**TEXT SHOWN**:
Imagine the reaction among the young musicians and their fans if BMI/SESAC/ASCAP (a songwriter can only join one) if these organizations announced jointly that they have set a lower tier for rooms that host music events from which they will not collect performance royalties. No monitoring required other than the room submit an application for exclusion based on real income to the room that is updated every year. Past a certain amount of income, the room agrees to pay the fees without legal recourse.

**WHAT TO PRODUCE**: According to the passage above about performance royalties, how many of BMI, SESAC, and ASCAP can a songwriter join?

**SUPPLIED INFORMATION**:
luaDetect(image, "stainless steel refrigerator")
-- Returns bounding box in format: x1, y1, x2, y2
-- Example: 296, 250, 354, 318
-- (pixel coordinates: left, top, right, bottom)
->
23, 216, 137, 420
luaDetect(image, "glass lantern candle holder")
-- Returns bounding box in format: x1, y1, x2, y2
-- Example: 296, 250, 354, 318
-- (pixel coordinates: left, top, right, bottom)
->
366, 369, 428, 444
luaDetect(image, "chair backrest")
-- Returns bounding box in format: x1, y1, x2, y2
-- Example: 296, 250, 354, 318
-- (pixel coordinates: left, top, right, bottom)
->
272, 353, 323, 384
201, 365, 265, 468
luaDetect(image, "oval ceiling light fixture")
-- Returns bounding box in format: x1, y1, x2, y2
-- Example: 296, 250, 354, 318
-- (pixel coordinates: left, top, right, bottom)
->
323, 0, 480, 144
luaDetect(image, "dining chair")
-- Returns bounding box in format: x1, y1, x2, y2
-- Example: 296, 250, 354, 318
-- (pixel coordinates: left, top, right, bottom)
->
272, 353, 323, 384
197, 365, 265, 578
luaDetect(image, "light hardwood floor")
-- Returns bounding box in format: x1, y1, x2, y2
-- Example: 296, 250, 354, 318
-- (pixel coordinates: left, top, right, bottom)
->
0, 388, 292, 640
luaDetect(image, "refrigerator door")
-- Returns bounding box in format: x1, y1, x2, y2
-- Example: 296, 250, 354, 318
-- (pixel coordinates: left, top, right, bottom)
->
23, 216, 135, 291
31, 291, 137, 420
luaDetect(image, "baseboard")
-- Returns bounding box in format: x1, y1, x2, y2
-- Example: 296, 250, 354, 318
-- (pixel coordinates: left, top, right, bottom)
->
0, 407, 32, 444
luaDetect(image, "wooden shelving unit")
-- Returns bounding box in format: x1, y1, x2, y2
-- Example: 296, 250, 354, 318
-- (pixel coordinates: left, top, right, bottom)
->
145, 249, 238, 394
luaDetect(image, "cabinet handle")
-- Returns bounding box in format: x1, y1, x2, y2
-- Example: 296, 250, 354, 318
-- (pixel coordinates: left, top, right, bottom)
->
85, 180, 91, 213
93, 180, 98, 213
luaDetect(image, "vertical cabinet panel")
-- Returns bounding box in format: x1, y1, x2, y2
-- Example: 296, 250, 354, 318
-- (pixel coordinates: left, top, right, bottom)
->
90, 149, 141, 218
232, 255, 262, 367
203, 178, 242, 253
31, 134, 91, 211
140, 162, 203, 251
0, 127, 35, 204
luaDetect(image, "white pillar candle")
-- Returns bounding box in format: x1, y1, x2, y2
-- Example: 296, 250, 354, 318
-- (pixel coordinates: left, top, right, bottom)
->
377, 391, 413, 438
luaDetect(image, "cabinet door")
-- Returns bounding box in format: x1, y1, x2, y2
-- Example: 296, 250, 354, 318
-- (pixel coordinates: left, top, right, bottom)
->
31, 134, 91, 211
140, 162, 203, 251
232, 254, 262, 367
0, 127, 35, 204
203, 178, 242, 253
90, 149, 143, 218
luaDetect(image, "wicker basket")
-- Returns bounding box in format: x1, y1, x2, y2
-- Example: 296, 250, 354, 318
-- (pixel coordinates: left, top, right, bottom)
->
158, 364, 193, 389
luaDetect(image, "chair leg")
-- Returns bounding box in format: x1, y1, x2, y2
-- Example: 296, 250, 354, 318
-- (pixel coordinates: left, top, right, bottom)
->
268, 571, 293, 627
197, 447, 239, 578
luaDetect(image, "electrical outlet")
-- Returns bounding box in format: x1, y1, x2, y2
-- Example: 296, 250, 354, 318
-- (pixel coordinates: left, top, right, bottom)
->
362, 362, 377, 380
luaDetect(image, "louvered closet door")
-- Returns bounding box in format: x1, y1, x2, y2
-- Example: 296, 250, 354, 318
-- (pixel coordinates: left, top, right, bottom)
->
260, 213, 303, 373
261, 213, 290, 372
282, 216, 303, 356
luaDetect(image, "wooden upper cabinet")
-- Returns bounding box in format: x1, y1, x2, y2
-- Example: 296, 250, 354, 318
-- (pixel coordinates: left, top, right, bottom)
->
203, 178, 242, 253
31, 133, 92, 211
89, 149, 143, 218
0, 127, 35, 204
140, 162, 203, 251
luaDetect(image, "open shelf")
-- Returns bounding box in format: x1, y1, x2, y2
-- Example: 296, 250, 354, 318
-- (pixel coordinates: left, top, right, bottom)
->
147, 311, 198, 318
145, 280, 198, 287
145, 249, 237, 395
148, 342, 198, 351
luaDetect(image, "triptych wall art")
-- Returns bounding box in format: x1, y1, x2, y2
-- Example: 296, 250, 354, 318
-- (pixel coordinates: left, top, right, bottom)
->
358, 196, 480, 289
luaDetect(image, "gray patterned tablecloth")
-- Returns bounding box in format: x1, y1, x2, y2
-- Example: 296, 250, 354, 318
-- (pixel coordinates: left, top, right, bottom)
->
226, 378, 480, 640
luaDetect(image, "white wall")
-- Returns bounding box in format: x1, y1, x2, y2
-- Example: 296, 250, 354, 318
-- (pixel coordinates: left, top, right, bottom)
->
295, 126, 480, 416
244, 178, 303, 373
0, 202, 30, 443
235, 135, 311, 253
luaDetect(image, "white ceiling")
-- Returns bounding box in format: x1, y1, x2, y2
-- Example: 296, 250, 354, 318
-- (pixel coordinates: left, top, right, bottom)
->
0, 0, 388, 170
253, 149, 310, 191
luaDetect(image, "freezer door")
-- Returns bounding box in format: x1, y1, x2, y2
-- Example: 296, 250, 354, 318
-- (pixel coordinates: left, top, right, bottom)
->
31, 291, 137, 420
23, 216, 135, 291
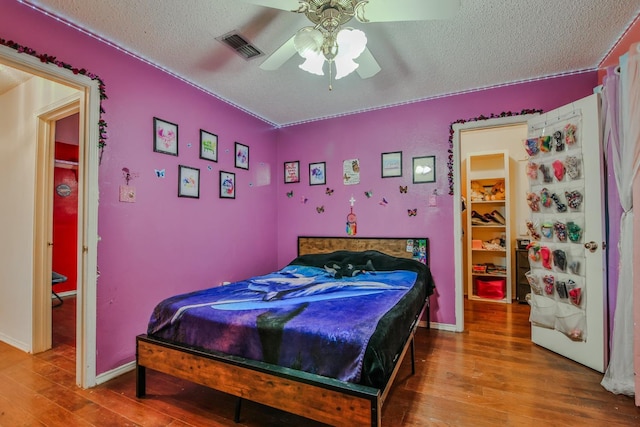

**REPLY TO THE EXERCISE**: Only one.